[Entries for labeling bounding boxes]

>> start

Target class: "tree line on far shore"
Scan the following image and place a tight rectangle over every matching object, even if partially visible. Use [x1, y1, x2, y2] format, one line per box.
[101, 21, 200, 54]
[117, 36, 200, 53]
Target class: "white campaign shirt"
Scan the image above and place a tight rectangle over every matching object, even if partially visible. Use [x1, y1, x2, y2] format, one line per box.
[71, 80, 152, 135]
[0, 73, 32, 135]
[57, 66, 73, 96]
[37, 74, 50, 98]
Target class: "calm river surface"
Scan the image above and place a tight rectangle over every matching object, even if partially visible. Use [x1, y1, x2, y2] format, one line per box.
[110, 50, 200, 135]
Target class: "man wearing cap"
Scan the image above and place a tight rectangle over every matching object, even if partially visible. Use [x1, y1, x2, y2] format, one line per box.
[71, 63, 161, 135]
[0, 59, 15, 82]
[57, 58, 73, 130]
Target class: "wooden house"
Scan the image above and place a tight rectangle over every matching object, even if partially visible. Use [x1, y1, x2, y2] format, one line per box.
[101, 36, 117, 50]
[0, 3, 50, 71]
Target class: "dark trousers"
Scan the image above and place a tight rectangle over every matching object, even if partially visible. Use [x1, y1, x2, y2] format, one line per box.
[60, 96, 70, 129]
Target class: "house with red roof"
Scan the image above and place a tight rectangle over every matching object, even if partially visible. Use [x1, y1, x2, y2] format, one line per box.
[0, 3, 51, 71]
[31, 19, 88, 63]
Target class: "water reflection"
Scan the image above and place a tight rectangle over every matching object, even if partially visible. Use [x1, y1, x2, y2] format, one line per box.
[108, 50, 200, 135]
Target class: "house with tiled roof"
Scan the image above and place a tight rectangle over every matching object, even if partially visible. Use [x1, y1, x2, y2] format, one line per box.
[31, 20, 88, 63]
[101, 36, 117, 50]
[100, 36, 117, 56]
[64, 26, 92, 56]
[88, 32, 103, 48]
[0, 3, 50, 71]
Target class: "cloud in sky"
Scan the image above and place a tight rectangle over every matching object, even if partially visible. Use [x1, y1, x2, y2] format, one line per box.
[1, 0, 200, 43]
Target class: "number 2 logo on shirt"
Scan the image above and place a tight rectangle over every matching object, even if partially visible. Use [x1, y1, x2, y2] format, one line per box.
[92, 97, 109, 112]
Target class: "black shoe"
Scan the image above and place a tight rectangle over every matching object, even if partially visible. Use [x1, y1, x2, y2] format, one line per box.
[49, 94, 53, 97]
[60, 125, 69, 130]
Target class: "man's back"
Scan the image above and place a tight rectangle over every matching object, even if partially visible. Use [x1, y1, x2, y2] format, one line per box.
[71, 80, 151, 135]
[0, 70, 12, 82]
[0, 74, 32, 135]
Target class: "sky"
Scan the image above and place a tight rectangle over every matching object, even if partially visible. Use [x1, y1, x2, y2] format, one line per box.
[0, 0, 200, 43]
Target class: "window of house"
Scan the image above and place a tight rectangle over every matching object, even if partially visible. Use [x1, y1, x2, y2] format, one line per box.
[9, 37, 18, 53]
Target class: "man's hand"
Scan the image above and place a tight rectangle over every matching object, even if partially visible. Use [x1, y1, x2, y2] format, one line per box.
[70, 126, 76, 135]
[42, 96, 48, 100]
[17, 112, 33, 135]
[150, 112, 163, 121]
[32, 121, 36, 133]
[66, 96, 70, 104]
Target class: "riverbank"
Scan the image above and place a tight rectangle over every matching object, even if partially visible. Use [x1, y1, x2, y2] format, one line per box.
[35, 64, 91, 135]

>> end

Present all the items above as a numbered list with one line per number, and leave out any blank lines.

1. Target class: "tree line on far shore"
2. Scan the following image and place a tight rectangle over every matching object, even if partially visible. Use [x1, y1, x2, y2] format, one line per box.
3. [101, 21, 200, 54]
4. [117, 36, 200, 53]
5. Target class: "white campaign shirt"
6. Scan the image above and place a tight rectangle over every matching object, even if partially visible. Use [x1, y1, x2, y2] format, one line per box.
7. [71, 80, 152, 135]
8. [0, 73, 32, 135]
9. [57, 66, 73, 96]
10. [37, 74, 50, 98]
11. Target class: "calm river surface"
12. Scan the image above and place a tight rectangle over every matching object, even if partially visible. Use [x1, y1, x2, y2] format, one line per box.
13. [110, 50, 200, 135]
14. Target class: "man wearing cap"
15. Scan the image above and place a tight rectangle over every matching object, even if partially visible. Use [x1, y1, x2, y2] format, one line per box.
16. [71, 63, 161, 135]
17. [0, 59, 15, 82]
18. [57, 58, 73, 130]
19. Target class: "wooden house"
20. Scan the image above and place a tight rectangle over every matching object, even if partially visible. Use [x1, y1, x2, y2] format, one line per box.
21. [101, 36, 117, 50]
22. [0, 3, 50, 71]
23. Target class: "dark trousers"
24. Scan the image above and place a tight rectangle over every matching object, even if partially visible. Use [x1, y1, x2, y2] format, one line per box.
25. [60, 96, 70, 129]
26. Target class: "house with red roof"
27. Scan the image above and place a tight rectangle over every matching object, even if partially visible. Use [x1, y1, x2, y2] format, one line per box.
28. [0, 3, 51, 71]
29. [31, 19, 88, 63]
30. Target class: "water reflection"
31. Scan the image above and place a tight rectangle over every matching object, even if partially visible. Use [x1, y1, x2, y2] format, one line per box.
32. [108, 50, 200, 135]
33. Target class: "house with tiled roof"
34. Scan the image above and place a tight rectangle over every matching object, even if partially visible. Use [x1, y1, x2, y2] format, one line per box.
35. [31, 20, 88, 63]
36. [101, 36, 117, 50]
37. [100, 36, 117, 56]
38. [64, 26, 92, 56]
39. [88, 32, 103, 48]
40. [0, 3, 50, 71]
41. Target class: "cloud in sky"
42. Scan the image above and place a tight rectangle over every matching object, even if partially visible. Use [x1, y1, x2, y2] format, one line per box.
43. [1, 0, 200, 43]
44. Target class: "number 2 logo on shirt"
45. Scan the image above and place a tight rectangle over every matching object, even if partially visible. Use [x1, y1, x2, y2] format, one line per box.
46. [92, 97, 109, 112]
47. Target class: "black shoe"
48. Scan the image above and place a tight rectangle over every matching object, even if partially visible. Use [x1, y1, x2, y2] format, one line per box.
49. [49, 94, 53, 97]
50. [60, 125, 69, 130]
51. Target class: "man's back"
52. Scan the image above and place a tight rectangle over every matching object, even if partially visible. Use [x1, y1, x2, y2] format, one line per box.
53. [71, 80, 151, 135]
54. [0, 70, 12, 82]
55. [0, 74, 32, 135]
56. Target class: "sky"
57. Scan the image above and place a tight rectangle over every matching object, even if partially visible. Use [x1, y1, x2, y2] format, one line per box.
58. [0, 0, 200, 43]
59. Target class: "window of house"
60. Scan the image above and place a tight rectangle over every matching object, even if partially visible. Use [x1, y1, x2, y2] format, one line per box.
61. [9, 37, 18, 53]
62. Target class: "man's hand"
63. Scan the image above and place a tight rectangle over every matching object, even if partially visible. Use [x1, y1, x2, y2] format, one line per box.
64. [70, 126, 76, 135]
65. [42, 96, 48, 100]
66. [17, 112, 33, 135]
67. [150, 112, 163, 121]
68. [32, 121, 36, 133]
69. [66, 96, 70, 104]
70. Target class: "riverbank"
71. Scan the image above and place a tight rectangle over every matching object, even if partially visible. Use [x1, y1, x2, y2] format, one line per box.
72. [35, 64, 91, 135]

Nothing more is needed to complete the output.